▸ Input:

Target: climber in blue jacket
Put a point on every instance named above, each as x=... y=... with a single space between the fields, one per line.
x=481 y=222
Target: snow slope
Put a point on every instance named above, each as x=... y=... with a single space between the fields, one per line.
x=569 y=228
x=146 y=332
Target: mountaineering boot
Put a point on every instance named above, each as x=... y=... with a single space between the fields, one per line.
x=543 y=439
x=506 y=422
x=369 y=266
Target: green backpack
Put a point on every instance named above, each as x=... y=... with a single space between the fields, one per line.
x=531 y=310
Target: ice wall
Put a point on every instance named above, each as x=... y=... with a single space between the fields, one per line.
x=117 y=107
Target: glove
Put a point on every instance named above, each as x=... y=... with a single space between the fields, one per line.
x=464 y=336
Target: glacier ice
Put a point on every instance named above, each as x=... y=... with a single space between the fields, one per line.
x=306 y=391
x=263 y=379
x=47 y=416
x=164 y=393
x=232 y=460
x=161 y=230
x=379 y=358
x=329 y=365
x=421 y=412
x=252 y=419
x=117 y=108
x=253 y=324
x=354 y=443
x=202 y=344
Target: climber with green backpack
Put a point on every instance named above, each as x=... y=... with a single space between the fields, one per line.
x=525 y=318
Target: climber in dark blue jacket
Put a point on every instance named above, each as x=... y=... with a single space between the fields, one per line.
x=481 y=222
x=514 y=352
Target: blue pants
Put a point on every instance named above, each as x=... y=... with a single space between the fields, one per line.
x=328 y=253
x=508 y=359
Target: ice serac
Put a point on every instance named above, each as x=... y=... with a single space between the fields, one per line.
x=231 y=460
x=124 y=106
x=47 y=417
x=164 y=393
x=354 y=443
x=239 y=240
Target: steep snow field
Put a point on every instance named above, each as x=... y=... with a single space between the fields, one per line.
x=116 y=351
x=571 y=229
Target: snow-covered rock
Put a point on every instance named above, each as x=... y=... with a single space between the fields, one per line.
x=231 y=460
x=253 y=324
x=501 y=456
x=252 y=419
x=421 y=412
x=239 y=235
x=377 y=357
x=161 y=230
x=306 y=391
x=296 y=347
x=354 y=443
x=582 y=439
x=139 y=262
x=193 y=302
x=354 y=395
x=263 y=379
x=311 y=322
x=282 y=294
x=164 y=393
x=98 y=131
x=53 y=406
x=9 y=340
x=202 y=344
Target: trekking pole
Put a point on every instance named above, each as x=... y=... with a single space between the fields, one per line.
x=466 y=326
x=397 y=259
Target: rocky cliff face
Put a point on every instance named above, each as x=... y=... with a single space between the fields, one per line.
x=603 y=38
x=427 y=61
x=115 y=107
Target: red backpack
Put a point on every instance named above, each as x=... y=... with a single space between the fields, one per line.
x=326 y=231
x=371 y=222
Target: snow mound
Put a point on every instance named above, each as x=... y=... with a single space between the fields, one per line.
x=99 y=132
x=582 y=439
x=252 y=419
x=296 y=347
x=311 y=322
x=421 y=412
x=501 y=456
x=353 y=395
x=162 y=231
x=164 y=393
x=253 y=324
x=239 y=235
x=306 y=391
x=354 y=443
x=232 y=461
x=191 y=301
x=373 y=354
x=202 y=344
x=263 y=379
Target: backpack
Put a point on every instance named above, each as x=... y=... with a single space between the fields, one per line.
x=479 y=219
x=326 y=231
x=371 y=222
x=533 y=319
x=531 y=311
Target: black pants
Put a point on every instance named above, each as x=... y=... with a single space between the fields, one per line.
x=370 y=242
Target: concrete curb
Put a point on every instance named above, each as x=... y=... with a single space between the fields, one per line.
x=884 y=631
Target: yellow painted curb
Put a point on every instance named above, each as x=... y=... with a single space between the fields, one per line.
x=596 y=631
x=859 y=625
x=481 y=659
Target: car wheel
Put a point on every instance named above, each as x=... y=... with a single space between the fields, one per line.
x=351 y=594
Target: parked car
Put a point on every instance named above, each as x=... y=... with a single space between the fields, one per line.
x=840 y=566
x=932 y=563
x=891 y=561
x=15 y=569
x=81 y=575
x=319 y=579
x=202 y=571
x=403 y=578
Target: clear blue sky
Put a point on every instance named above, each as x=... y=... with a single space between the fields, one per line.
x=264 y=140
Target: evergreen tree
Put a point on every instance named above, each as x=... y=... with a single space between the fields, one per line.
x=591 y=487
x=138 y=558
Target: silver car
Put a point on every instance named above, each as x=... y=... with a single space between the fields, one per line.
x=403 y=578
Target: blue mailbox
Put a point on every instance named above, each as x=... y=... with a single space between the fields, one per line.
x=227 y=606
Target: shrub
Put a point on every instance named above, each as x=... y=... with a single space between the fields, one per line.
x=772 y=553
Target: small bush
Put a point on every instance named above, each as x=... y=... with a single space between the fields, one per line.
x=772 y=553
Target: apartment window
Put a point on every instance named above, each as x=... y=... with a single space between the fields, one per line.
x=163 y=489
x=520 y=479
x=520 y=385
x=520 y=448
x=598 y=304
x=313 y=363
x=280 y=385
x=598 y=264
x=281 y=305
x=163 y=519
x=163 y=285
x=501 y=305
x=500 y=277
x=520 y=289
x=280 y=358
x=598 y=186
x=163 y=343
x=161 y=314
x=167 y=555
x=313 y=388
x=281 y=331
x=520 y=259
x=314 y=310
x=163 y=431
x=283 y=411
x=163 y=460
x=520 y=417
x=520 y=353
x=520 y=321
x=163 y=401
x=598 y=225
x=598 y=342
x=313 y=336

▸ Exercise description:
Filter the records, keeping only lines that contain "snow", and show those lines.

▸ Written reply:
Target: snow slope
Target: steep snow field
Target: snow-covered rock
Target: snow mound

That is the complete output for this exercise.